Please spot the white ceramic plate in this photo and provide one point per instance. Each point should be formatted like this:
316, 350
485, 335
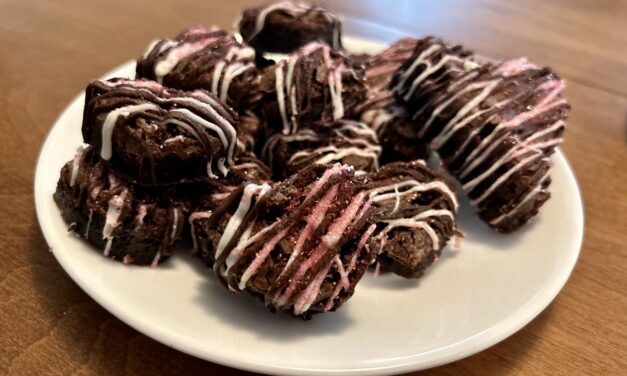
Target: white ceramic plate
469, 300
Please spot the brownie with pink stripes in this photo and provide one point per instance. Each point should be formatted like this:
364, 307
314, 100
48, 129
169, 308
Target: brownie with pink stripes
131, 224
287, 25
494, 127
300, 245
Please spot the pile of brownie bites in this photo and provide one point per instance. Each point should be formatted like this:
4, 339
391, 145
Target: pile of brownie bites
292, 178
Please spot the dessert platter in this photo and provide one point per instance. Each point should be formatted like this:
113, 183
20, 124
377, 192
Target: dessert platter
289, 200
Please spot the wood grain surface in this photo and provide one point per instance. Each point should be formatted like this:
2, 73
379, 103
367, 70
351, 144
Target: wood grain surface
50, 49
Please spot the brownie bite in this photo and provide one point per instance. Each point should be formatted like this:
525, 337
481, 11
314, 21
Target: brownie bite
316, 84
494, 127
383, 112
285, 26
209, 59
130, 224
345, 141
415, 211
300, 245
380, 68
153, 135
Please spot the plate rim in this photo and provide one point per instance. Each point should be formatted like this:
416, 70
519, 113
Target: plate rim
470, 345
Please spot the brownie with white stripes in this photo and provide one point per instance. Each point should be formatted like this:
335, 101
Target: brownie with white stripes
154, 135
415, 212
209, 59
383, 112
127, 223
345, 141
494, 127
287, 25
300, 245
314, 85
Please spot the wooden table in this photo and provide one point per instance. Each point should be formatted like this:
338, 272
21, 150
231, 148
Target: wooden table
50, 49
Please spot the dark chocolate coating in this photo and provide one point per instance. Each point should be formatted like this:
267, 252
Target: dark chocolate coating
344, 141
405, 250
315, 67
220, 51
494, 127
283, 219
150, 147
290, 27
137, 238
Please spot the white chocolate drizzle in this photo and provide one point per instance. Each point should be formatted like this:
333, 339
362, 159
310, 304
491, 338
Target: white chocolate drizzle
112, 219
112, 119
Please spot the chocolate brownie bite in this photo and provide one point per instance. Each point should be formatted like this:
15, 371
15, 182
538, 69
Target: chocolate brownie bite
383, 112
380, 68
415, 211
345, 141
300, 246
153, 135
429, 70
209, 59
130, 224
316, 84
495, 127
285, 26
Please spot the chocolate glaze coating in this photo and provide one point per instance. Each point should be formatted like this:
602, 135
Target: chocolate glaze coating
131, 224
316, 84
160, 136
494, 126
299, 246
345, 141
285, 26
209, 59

━━━━━━━━

▶ _WORK TO COMPLETE_: Copy out all the data without changing anything, and drop the pictures.

▶ _THE RESULT_:
Please spot the white ceramic plate in this photo and provide one point per instance. Each point should be formatted like this:
316, 350
485, 335
Target: white ceramic plate
469, 300
Please spot the brownie with pink stripes in this photo and provide one point per instance. Each point should be formatted like this:
364, 307
314, 100
48, 129
169, 308
Target: brownie with pink stripes
131, 224
287, 25
494, 127
300, 245
Please spot the pile of brownie bites in this photo and provide one point per instance. Each point should be formatted like this:
4, 339
391, 145
Target: pile of brownie bites
292, 178
Please spot the dessert platter in this photo and provide one point per instance. Each point should be formatted like this:
113, 183
20, 124
377, 192
Target: dessert platter
289, 200
Please spot the wood grain surface in this photo and provide one point per instance. Each point should be formatted like this:
2, 73
379, 103
367, 70
351, 144
Target: wood grain surface
50, 49
Please spot the brownie bite in this photo and provide one point per instance. Each point should be formatted like this:
525, 337
481, 11
314, 21
Target: brownie bite
316, 84
494, 127
383, 112
285, 26
209, 59
130, 224
345, 141
415, 211
300, 245
380, 68
153, 135
Please spot the plate rim in this photo and provide one point per instance. Each point should be formatted like this:
416, 70
519, 113
Target: plate rim
470, 345
Please spot the brownie with white stripes in this photo and provide one point per instance. Each point should be formatted like this:
335, 101
Target: brownie with white stripes
154, 135
415, 212
209, 59
383, 112
127, 223
345, 141
494, 127
287, 25
300, 245
314, 85
Please spot the wooden table in this photo and provide one point per instance. Each point should be formatted like this:
338, 272
21, 150
231, 148
Target: wooden table
50, 49
Please spot the dark chocolate coating in this photo and provide one point per instance. Each point should be formatted like this:
267, 252
Target: dark chocolate coating
344, 141
405, 250
315, 67
220, 51
494, 127
283, 219
150, 147
290, 27
137, 238
Please spot the white chocolate drizzle in this photo and provide one point per instance. Each point should be formatted like this:
333, 339
362, 159
310, 304
491, 338
Target: white chocolate drizzle
112, 219
112, 119
Please spot the chocolate brownie bite in this photo and provide one point per instance. Each point should be formatted like this:
15, 371
15, 182
538, 69
Target: chocolate brownie bite
383, 112
380, 68
415, 211
345, 141
300, 246
153, 135
429, 70
209, 59
130, 224
316, 84
495, 127
285, 26
Please spot the chocolate glaze coating in this photo and provide one point per instance. Each point should be formatted like this:
602, 135
Target: chocolate glaze coating
131, 224
316, 84
160, 136
494, 126
299, 246
345, 141
285, 26
209, 59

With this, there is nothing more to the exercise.